#### Materials provided
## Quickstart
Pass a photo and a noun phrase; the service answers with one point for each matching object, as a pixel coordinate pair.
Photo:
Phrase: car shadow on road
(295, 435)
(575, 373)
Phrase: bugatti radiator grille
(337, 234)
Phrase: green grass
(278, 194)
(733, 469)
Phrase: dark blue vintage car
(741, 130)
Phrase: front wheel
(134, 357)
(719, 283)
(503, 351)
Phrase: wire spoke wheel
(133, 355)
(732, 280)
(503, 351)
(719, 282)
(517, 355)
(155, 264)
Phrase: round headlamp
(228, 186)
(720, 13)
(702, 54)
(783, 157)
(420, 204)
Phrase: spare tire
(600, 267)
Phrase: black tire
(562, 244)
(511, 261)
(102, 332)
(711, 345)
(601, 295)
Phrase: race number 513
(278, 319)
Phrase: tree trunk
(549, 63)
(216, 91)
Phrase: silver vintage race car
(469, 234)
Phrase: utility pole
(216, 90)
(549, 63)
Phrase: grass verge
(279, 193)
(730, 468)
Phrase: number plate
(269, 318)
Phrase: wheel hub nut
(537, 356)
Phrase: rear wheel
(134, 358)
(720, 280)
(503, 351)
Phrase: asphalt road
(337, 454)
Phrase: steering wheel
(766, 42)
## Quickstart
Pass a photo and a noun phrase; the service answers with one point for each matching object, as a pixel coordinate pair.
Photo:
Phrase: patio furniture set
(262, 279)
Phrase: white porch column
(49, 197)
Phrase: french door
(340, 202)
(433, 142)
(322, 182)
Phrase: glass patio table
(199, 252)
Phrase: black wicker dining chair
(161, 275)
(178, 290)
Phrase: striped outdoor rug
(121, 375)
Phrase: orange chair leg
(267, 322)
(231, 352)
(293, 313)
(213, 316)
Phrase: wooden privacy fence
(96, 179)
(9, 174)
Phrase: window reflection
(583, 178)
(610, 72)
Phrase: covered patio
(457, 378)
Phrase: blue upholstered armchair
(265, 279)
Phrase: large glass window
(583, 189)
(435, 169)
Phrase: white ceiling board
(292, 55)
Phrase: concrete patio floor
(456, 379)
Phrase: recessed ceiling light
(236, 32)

#### Task goal
Starting at the line that has "Phrase: round headlamp" and running through the last line of the material, rewrite every line, keeping the lines that begin with "Phrase:" unchanged. Multiply each pixel coordinate in the answers by 1.45 and round to whole numbers, with halves rounded up.

#### Written response
Phrase: round headlamp
(331, 270)
(1044, 19)
(1018, 78)
(1135, 228)
(609, 296)
Phrase: spare tire
(870, 387)
Phrase: black tire
(815, 354)
(741, 378)
(148, 481)
(1031, 500)
(871, 428)
Phrase: race number 513
(403, 463)
Phrase: tree trunk
(796, 91)
(313, 132)
Phrase: silver vintage race car
(680, 339)
Phrase: utility pole
(313, 131)
(796, 91)
Phrase: grass verge
(405, 280)
(1059, 679)
Phrase: number plate
(390, 461)
Phrase: wheel hub nut
(779, 516)
Phrase: rear wheel
(194, 519)
(1044, 406)
(729, 509)
Phrase: asphalt road
(489, 658)
Phrase: steering wheel
(1111, 61)
## Quickstart
Pass a photo and a noun phrase; the service answers with one point for each matching object, as a pixel coordinate pair.
Photo:
Phrase: patio furniture set
(380, 405)
Phrase: white porch column
(71, 286)
Phrase: french door
(493, 293)
(628, 206)
(467, 264)
Phrase: glass patio table
(289, 365)
Phrase: black wicker dining chair
(233, 399)
(258, 421)
Phrase: striped outdoor rug
(175, 544)
Phrase: orange chair leg
(387, 467)
(335, 510)
(425, 454)
(309, 458)
Phrase: wooden privacy fence
(139, 260)
(13, 252)
Phrase: window reflection
(845, 258)
(885, 104)
Phrase: covered patio
(663, 548)
Phrase: blue upholstered armchair
(384, 405)
Phrase: large glass window
(845, 274)
(631, 245)
Phrase: white ceiling board
(423, 80)
Phrase: concrete patio floor
(661, 550)
Phrase: recessed ceiling light
(342, 46)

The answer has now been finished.